* **EXERCISES**
1. In the Bitcoin and stock market correlation analysis, what percentage of the Nasdaq 100 Index's weight do technology companies currently make up?
2. Continue the Bitcoin and stock market correlation analysis from where it stops.

Removing Noise: Correlation Analysis between Bitcoin and Stock Market from 2018 to 2022
Author: David, W3.Hitchhiker
Author's Note:
Generally, hedge funds will introduce correlation indicators as important references for investment and asset allocation. By reviewing the correlation trends between BTC and the Nasdaq 100 Index (NDX 100 Index) over the past four years, we can help eliminate market noise, discern the truth, and extract the key factors that truly influence market trends.
Indicator Selection Explanation:
Nasdaq 100 Index (NDX100):
In selecting stock indices, we mainly consider the Nasdaq 100 Index. This index includes the top 100 non-financial large enterprises by market capitalization listed on the Nasdaq market. Currently, 56% of the index's weight is comprised of technology companies, including Tesla, Apple, Google, Nvidia, Netflix, etc., followed by consumer services companies such as Amazon and Starbucks. Given BTC's market capitalization position in the crypto space and the industry attributes of blockchain, NDX100 and BTC share strong similarities and comparability.

(Saved entries)
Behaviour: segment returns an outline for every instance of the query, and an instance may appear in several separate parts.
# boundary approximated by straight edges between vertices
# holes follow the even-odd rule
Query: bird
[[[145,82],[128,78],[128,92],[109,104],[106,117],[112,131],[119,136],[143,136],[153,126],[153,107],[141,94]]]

* **REPLIES**
1. 56%

2.
Monetary Policy and Macroeconomic Indicators:
Considering that the overall crypto market and stock market have been significantly influenced by macro trends and monetary policy over the past four years, various interpretations of news have flooded the market, often leaving general investors feeling overwhelmed. This analysis will also list the main indicators of macro and monetary policy, allowing us to gain insights into the true relationship between market trends and macro factors over an extended time frame.
- Federal Funds Rate:
The Federal Funds Rate is the target interest rate set periodically by the Federal Reserve's monetary policy committee. Commercial banks borrow excess reserves overnight from the Federal Reserve or other banks based on this rate to meet reserve requirements, which can be understood as the minimum cost of funds in the U.S. financial system. This rate is one of the important tools of U.S. monetary policy.
- U.S. 10-Year Treasury Yield:
The 10-year Treasury yield can be understood as the minimum cost of funds for enterprises. Bond, stock, commodity, and real estate investors generally use the 10-year Treasury yield to calculate the opportunity cost of funds, so fluctuations in the 10-year Treasury yield typically directly affect the pricing of major asset classes.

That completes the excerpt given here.